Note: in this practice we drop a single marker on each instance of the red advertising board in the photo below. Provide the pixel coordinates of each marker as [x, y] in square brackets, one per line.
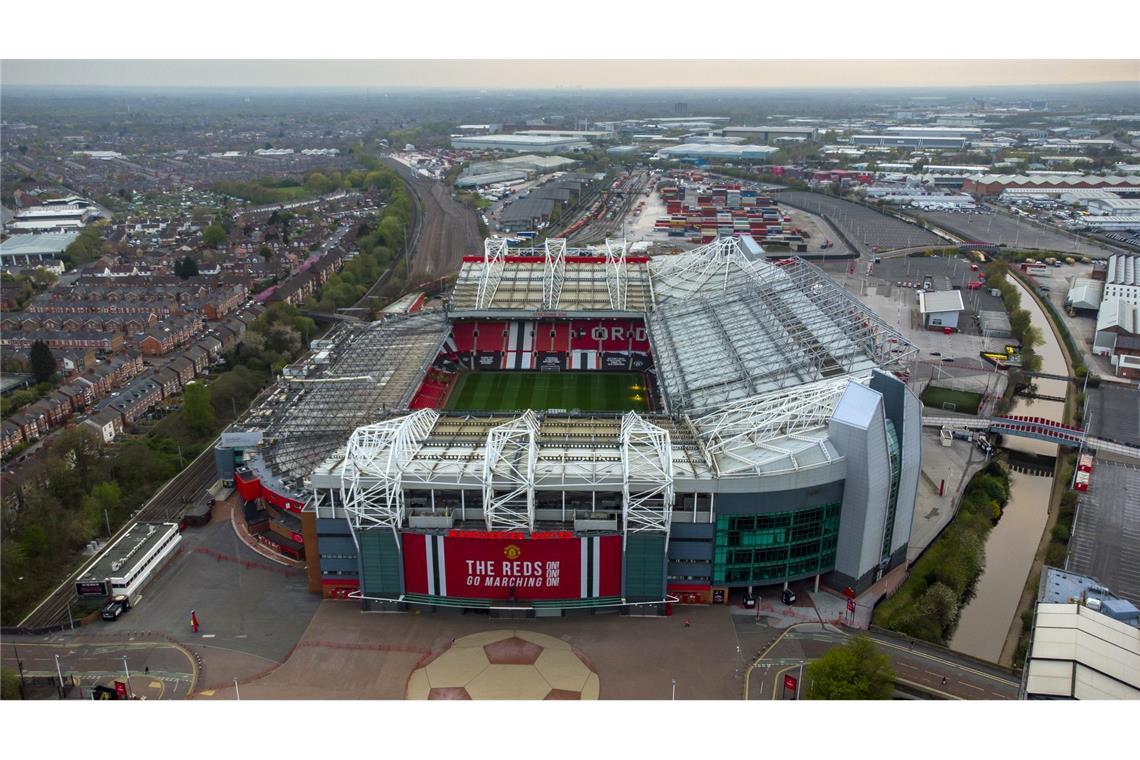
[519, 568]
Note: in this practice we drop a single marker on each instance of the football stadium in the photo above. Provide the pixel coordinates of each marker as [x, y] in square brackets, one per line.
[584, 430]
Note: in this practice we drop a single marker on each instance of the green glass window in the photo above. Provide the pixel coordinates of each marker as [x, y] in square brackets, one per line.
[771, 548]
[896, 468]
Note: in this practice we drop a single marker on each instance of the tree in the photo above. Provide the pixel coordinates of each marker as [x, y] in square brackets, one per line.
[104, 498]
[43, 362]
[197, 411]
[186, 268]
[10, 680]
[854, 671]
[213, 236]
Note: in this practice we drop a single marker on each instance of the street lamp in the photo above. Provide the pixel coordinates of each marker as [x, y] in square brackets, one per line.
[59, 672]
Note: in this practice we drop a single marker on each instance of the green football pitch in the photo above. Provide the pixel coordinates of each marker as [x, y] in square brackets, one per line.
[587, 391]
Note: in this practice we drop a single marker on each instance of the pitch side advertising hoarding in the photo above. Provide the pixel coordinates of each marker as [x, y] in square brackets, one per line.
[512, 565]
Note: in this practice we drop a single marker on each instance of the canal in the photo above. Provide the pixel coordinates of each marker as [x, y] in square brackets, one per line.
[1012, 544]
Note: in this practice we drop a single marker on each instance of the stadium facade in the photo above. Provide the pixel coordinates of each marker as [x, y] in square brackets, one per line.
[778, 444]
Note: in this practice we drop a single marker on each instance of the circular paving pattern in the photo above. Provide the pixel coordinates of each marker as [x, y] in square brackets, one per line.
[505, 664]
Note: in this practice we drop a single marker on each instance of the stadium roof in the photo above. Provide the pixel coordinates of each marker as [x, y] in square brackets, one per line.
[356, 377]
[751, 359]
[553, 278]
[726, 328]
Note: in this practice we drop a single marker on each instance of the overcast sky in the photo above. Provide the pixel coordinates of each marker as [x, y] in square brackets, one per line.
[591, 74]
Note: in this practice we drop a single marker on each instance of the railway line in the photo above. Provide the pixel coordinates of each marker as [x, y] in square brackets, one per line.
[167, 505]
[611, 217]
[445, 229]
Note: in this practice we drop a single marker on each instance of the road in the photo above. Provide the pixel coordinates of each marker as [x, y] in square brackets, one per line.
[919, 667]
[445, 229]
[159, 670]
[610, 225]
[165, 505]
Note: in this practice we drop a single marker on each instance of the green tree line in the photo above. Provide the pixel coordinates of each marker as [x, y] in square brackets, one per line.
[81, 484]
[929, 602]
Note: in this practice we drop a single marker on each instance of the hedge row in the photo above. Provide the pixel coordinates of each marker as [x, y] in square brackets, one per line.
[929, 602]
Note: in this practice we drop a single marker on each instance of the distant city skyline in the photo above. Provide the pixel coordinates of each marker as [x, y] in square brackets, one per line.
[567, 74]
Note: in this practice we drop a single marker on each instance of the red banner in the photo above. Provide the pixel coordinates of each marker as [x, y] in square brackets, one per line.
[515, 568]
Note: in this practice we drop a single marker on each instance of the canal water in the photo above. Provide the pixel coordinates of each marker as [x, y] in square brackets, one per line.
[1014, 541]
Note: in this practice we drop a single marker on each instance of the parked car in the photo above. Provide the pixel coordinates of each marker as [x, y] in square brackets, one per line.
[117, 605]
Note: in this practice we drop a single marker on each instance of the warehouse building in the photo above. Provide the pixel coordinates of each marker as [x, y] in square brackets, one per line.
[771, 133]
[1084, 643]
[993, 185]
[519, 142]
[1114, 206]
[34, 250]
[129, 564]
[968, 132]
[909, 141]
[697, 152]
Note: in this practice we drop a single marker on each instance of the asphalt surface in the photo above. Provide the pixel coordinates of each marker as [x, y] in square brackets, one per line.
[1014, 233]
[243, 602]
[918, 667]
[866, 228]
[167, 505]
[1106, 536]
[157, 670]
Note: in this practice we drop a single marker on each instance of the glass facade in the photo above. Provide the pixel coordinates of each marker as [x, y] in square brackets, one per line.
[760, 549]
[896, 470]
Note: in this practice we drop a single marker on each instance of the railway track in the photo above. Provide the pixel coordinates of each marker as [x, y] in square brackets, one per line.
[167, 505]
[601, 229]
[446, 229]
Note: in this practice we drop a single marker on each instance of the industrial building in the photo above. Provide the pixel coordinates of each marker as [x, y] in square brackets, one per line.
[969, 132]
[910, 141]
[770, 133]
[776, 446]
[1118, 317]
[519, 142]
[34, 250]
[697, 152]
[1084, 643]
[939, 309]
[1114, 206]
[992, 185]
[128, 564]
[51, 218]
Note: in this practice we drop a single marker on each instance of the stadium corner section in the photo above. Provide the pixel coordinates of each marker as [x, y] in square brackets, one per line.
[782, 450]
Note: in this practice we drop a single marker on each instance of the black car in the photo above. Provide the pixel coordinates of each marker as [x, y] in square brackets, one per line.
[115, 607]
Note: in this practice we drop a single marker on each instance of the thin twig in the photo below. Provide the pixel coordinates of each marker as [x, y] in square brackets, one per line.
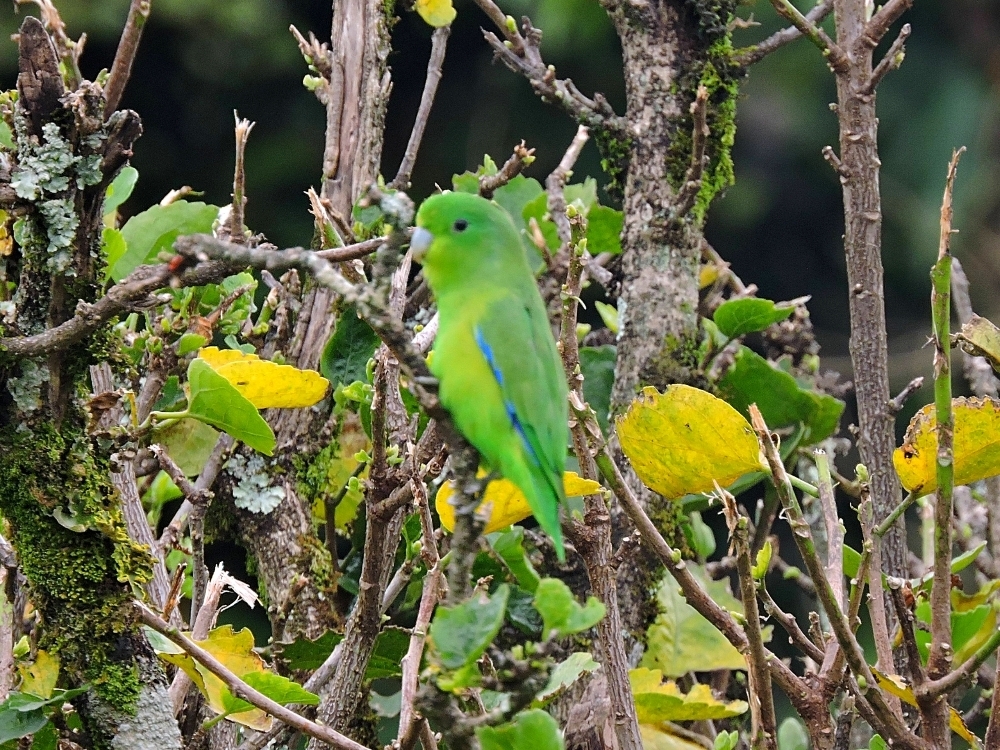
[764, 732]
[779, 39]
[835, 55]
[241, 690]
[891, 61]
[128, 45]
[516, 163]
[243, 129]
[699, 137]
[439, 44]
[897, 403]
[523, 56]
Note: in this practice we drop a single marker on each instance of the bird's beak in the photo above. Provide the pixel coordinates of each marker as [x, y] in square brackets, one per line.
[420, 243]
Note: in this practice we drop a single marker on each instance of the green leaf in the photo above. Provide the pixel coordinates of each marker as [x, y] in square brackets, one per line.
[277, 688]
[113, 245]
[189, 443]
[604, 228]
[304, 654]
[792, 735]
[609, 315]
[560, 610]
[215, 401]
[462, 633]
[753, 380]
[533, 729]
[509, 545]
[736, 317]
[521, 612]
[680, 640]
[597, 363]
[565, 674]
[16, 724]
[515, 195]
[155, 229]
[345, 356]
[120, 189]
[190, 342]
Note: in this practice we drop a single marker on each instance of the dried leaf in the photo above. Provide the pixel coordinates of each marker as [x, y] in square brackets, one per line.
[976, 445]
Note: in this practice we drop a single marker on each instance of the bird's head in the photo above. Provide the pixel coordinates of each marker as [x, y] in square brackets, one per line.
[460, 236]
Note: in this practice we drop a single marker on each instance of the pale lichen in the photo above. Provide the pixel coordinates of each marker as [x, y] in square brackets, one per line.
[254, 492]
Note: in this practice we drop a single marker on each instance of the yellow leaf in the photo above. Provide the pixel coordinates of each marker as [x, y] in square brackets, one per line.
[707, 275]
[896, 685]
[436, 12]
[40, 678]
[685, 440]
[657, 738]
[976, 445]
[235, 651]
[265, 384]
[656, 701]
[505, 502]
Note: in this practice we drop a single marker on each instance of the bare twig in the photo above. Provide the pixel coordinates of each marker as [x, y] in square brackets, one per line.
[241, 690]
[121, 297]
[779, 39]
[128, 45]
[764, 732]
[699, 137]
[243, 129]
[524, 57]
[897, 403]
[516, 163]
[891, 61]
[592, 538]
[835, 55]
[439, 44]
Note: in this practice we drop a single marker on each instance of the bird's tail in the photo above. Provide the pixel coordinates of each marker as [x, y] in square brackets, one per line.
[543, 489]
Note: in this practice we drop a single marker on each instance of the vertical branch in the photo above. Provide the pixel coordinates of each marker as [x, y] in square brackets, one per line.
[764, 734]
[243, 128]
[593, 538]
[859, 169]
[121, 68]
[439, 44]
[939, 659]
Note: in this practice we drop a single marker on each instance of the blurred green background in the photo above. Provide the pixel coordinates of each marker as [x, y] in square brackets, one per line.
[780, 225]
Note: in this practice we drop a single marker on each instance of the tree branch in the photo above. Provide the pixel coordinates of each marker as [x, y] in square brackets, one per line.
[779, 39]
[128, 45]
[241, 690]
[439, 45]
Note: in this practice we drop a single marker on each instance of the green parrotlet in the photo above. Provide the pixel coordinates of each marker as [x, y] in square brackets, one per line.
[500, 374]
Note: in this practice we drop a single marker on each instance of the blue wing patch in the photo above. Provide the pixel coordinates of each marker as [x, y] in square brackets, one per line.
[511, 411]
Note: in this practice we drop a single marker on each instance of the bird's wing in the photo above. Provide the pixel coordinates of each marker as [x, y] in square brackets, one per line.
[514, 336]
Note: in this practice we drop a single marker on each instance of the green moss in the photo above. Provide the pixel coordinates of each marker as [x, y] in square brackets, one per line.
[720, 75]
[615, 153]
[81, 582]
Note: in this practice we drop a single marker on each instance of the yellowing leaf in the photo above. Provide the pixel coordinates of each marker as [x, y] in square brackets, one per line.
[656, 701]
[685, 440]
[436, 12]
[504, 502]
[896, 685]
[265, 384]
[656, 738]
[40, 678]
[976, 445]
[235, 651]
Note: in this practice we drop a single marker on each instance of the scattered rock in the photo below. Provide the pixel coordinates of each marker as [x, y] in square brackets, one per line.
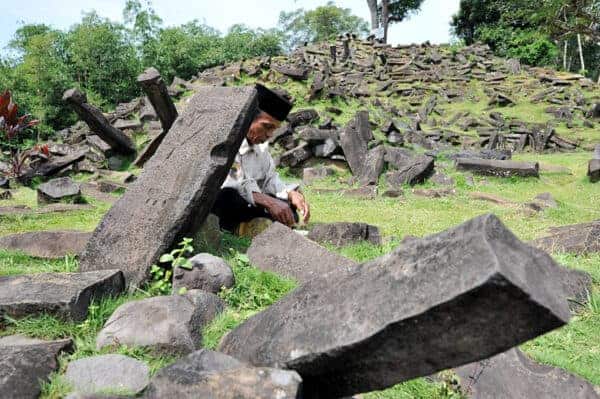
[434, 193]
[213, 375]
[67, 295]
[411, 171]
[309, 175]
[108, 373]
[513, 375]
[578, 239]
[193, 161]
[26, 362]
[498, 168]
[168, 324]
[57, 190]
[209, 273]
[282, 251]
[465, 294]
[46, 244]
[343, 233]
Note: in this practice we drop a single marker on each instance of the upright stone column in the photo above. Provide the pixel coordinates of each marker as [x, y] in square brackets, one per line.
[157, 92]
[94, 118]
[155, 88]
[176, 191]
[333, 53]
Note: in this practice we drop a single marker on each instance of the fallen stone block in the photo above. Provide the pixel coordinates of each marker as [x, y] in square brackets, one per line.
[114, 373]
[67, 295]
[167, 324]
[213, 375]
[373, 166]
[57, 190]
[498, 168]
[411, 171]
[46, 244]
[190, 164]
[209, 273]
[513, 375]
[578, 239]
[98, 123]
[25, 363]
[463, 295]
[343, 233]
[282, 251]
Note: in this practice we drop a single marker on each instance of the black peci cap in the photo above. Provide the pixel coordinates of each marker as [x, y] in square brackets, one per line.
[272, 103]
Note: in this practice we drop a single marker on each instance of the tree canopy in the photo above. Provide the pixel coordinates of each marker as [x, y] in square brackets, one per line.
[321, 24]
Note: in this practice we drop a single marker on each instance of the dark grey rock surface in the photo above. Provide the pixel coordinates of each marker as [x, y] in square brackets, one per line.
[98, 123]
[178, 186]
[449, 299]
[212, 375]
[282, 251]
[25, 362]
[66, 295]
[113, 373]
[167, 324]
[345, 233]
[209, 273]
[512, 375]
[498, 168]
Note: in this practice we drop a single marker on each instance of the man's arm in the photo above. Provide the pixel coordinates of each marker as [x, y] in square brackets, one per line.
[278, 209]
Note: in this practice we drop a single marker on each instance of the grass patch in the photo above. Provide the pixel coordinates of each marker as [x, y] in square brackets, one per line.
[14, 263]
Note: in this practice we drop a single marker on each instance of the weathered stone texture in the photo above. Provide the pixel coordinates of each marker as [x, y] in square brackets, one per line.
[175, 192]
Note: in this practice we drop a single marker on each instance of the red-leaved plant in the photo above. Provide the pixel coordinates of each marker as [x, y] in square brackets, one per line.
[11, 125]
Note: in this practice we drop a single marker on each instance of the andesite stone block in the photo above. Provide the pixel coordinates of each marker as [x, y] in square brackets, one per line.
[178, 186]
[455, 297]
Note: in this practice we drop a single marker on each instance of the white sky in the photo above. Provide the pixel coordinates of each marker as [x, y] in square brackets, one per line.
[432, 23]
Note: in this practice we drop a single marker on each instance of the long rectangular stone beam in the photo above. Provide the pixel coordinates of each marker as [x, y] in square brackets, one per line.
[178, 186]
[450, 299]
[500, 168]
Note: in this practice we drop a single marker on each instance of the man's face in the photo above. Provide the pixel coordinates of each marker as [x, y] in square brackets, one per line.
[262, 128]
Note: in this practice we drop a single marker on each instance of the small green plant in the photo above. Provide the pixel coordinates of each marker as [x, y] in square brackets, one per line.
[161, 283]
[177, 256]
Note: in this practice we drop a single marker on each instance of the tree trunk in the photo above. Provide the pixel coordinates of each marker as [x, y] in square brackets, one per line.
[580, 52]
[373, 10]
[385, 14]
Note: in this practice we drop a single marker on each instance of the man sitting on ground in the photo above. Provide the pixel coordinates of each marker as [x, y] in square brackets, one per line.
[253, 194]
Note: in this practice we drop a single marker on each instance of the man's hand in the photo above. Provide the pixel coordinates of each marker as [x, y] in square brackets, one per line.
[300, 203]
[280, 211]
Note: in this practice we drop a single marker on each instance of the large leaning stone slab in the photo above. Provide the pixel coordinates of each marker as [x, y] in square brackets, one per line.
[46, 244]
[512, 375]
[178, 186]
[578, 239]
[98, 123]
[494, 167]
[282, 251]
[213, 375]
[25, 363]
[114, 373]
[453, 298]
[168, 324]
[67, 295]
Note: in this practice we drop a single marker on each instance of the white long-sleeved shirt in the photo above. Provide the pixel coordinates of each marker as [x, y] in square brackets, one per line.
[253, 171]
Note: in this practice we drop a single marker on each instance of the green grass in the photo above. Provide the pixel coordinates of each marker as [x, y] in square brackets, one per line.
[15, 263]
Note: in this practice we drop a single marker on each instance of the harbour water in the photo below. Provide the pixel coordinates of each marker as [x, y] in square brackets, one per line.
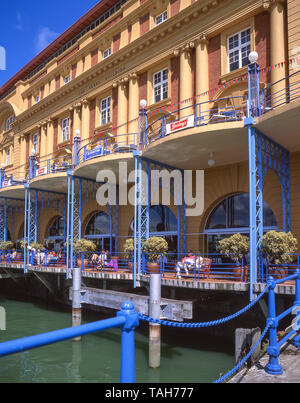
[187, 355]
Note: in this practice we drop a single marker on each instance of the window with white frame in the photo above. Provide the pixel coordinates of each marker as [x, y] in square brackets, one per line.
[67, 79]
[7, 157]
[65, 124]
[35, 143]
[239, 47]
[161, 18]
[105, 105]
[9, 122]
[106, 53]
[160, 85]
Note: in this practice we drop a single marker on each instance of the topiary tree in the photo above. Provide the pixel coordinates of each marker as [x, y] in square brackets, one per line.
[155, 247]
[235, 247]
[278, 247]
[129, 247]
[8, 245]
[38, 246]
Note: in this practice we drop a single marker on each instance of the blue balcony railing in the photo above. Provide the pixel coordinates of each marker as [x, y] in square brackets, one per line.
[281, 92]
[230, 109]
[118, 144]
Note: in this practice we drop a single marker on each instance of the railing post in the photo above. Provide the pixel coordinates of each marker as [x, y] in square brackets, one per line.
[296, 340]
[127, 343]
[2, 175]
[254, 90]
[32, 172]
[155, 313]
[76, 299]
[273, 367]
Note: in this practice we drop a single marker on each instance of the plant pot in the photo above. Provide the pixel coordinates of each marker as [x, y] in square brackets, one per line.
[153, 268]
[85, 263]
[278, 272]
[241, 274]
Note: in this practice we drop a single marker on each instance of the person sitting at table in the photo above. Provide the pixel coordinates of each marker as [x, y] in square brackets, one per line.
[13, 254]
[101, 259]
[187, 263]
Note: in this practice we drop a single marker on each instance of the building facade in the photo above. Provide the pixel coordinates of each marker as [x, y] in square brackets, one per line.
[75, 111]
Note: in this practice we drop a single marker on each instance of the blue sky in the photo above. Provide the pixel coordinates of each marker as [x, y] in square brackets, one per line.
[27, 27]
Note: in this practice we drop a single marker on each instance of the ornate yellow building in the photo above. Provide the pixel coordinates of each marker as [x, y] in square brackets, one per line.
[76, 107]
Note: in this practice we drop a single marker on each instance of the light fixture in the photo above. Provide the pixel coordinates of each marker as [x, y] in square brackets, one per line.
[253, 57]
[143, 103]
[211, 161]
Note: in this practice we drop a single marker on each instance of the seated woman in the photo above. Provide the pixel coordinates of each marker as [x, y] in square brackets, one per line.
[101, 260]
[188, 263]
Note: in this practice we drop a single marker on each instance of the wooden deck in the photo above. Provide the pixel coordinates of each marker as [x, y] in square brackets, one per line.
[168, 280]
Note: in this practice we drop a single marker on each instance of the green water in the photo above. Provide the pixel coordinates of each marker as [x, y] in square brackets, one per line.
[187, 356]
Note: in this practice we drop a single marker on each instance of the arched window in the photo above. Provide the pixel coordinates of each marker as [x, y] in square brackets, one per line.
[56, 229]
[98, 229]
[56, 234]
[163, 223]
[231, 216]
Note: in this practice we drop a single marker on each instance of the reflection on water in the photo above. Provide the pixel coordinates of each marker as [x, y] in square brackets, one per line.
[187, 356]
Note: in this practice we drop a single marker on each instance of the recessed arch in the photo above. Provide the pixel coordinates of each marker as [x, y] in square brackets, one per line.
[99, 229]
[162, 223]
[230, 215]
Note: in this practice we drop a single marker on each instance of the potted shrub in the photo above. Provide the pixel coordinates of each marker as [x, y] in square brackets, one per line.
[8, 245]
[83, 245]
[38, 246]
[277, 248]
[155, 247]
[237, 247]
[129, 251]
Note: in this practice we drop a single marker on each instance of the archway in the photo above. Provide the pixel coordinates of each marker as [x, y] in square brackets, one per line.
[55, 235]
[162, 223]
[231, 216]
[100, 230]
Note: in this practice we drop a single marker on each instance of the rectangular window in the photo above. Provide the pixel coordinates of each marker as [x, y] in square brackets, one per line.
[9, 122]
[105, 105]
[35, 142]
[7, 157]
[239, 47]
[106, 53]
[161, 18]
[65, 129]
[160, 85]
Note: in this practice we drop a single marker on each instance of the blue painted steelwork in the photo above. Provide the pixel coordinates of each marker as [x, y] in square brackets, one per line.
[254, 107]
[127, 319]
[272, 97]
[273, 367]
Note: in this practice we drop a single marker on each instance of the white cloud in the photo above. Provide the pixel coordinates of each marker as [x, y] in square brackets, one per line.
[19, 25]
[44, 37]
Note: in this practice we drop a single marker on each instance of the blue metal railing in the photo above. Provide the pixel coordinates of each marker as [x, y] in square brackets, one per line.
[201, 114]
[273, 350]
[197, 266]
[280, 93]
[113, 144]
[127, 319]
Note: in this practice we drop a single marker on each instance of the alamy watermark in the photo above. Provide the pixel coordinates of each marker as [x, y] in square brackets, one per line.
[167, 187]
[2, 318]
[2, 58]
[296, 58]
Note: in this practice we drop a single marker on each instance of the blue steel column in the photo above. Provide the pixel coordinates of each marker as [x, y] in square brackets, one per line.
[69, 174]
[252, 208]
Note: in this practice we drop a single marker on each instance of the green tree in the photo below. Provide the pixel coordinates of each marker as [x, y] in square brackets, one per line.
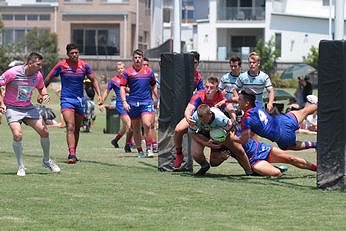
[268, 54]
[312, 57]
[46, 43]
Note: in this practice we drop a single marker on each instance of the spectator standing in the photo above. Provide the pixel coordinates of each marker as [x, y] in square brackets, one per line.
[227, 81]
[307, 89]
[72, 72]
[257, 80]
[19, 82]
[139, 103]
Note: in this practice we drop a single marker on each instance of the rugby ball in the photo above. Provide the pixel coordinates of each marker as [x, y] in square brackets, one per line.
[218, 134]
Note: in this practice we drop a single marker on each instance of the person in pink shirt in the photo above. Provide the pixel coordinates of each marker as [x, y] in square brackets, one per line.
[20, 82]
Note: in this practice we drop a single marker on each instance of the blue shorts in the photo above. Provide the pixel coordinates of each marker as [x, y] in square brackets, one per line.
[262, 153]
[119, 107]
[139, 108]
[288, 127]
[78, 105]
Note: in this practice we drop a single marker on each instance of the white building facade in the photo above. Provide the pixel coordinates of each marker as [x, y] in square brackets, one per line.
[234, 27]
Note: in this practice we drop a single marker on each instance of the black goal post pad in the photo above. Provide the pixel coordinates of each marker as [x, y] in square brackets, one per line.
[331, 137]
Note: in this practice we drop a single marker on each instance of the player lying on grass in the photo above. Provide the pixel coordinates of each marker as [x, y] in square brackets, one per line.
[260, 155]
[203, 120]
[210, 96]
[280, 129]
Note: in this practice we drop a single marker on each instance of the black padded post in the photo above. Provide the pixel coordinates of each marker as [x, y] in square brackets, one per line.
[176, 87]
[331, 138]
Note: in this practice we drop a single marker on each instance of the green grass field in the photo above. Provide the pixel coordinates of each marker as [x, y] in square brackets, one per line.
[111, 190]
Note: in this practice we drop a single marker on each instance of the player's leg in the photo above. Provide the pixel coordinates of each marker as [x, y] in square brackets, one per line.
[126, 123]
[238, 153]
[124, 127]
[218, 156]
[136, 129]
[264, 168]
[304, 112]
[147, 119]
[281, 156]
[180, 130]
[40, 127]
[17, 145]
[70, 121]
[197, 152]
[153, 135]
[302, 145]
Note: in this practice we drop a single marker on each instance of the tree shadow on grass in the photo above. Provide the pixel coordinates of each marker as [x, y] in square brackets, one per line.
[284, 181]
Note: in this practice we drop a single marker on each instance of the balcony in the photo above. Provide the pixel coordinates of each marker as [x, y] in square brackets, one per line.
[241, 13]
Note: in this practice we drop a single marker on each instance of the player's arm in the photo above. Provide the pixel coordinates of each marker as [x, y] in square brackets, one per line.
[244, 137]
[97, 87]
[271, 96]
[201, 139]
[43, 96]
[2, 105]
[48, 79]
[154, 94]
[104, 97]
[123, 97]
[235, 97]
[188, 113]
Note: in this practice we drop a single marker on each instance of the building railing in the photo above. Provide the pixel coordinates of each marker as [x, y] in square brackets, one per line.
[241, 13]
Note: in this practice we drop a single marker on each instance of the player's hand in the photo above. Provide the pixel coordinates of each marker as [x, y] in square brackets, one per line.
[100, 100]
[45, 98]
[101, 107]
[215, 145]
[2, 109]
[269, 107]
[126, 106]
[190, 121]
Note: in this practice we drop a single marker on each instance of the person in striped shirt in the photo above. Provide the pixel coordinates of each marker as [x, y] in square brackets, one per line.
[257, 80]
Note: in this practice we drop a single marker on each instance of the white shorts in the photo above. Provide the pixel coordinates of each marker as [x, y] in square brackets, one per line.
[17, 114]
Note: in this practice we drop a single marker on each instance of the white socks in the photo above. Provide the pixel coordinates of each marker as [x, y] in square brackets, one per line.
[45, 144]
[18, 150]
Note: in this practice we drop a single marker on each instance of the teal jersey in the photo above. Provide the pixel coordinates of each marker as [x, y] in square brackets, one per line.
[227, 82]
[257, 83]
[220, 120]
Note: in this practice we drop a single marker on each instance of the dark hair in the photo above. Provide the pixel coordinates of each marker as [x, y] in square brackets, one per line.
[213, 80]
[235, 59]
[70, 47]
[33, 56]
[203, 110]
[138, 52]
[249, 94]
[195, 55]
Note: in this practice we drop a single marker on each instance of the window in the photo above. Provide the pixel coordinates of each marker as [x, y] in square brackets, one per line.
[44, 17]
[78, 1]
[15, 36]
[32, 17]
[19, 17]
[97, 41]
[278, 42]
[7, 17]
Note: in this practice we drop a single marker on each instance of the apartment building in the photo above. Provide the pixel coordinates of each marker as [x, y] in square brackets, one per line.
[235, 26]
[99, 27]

----

§ **GIVEN REQUEST**
Reproduce only the lines running from the one with "the window in" through the final line of the listing above, both ends included.

§ **THE RESULT**
Note: in this practice we drop a single marker on each instance of the window in the photo above. Provide the pixel coordinates of each marker as [x, y] in square brackets, one per line.
[44, 17]
[78, 1]
[15, 36]
[32, 17]
[19, 17]
[97, 41]
[278, 42]
[7, 17]
Note: in this practice we drop a single marker on each instance of the apartment building in the photo above. Provide the pixel coordinates of each marker as [x, y] in square brackets, one per line.
[235, 26]
[99, 27]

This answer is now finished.